Berbasis Sel Punca dengan Ko-Kultur 3D, Teknologi Baru untuk Rekonstruksi Hati

ERA.id - Hati merupakan organ penting yang memiliki banyak fungsi seperti sintesis protein, biotransformasi obat, dan detoksifikasi. Meskipun memiliki kemampuan regeneratif yang kuat, kerusakan hati yang parah dapat menyebabkan gagal hati. Transplantasi hati, terapi utama untuk gagal hati, memiliki banyak kekurangan, seperti kesulitan dalam menemukan donor yang sesuai, biaya tinggi, dan penggunaan obat imunosupresi jangka panjang, telah menyebabkan tingginya jumlah pasien yang menunggu transplantasi hati.

Banyak terapi alternatif telah dikembangkan untuk mengatasi masalah ini, termasuk transplantasi hepatosit, transplantasi sel punca, Artificial Liver dan yang terbaru adalah Bioartificial Liver (BAL), tetapi tetap memiliki banyak keterbatasan dalam aplikasinya. Semua keterbatasan ini menjadi tantangan untuk merekonstruksi organoid hati yang dapat digunakan untuk bahan BAL, uji obat dan sebagai model memahami patogenese penyakit hati.

◆ Data Tersedia
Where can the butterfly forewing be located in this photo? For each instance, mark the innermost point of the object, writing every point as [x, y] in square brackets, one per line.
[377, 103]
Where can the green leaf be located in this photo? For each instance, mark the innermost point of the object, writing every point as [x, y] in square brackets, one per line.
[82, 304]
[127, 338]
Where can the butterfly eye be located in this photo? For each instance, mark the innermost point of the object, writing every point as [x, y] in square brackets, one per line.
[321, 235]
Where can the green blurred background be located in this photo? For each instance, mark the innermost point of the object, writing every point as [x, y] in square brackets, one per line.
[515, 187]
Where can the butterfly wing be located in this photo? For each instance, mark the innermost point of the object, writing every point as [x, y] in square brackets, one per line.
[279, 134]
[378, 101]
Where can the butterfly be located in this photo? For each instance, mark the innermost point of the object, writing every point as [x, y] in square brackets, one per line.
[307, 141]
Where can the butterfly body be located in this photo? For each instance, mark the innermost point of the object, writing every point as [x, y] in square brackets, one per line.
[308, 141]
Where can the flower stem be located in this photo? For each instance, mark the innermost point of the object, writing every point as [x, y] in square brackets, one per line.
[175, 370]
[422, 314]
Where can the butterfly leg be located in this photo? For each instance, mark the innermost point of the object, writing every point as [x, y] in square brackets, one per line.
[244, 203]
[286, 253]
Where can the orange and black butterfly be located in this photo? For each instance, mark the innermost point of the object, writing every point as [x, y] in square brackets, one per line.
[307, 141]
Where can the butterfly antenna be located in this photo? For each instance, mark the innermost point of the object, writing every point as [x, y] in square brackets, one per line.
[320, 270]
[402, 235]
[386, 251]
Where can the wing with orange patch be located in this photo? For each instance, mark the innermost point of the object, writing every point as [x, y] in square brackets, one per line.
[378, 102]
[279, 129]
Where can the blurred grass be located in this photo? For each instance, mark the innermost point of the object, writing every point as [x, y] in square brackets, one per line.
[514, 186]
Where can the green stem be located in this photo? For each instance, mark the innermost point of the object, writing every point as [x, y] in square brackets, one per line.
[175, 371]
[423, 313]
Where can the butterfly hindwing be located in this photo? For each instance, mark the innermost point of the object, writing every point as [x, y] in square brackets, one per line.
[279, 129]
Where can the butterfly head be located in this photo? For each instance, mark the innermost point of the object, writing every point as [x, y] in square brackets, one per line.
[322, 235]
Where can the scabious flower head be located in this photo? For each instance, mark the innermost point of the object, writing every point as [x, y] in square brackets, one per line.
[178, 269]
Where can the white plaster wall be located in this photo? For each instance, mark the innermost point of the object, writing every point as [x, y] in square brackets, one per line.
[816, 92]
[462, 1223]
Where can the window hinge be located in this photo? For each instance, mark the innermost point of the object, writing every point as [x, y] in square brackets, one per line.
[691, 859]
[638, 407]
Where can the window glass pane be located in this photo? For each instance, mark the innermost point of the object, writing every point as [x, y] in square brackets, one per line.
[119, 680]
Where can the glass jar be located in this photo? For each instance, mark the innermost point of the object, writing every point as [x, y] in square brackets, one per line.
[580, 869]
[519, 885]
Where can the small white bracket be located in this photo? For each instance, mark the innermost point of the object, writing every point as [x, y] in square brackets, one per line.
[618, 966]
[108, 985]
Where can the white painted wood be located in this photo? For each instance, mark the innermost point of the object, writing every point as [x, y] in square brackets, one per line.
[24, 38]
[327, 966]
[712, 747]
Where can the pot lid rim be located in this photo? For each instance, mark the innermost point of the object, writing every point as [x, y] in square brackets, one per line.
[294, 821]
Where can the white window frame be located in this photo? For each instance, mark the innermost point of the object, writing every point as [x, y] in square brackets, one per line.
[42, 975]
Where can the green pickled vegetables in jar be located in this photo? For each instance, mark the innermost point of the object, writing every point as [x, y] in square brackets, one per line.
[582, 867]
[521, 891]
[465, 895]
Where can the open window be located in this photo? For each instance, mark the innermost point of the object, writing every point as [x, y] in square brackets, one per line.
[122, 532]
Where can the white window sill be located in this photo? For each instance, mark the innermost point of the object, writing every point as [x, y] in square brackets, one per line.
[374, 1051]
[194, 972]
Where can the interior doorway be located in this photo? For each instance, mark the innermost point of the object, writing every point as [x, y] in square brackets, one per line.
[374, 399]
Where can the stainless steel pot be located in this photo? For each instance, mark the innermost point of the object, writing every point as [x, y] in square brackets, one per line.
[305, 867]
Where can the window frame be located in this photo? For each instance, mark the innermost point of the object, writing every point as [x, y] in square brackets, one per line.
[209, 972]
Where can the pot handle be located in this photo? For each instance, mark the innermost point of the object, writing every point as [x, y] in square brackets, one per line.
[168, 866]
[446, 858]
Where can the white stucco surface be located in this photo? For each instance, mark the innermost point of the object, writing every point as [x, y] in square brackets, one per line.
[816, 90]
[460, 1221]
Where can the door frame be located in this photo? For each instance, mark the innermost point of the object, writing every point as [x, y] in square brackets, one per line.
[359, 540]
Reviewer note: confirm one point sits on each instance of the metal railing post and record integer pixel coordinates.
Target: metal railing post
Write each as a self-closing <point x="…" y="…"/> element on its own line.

◆ Soal Latihan
Lanjutkan teks tentang rekonstruksi hati berbasis sel punca, mulai setelah kalimat terakhirnya.

◆ Ruang Jawaban
"Hati merupakan unit kompleks yang terdiri dari sel parenkimal yaitu hepatosit dan sel non parenkimal. Rekonstruksi organoid hati membutuhkan komponen sel yang mereplikasi lingkungan mikro in vivo hati serta teknik kultur yang dapat mendukung fungsi hati. Ko-kultur hepatosit galur sel stelata hepatika (LX2), sel punca mesenkimal asal tali pusat (UC-MSCs), dan sel punca CD34+ asal darah tali pusat (UCB-CD34+) diharapkan menghadirkan lingkungan mikro yang mirip dengan hati in vivo. Penggunaan UC-MSCs dalam kultur bersama sel parenkimal dan sel nonparenkimal memberikan peluang baru dalam merekonstruksi organoid hati dengan lingkungan mikro yang meniru hati in vivo dan memiliki fungsi hati," jelas Dr. Christine Verawaty Sibuea, M. Biomed dikutip dari ringkasan disertasi yang diterima Era.id.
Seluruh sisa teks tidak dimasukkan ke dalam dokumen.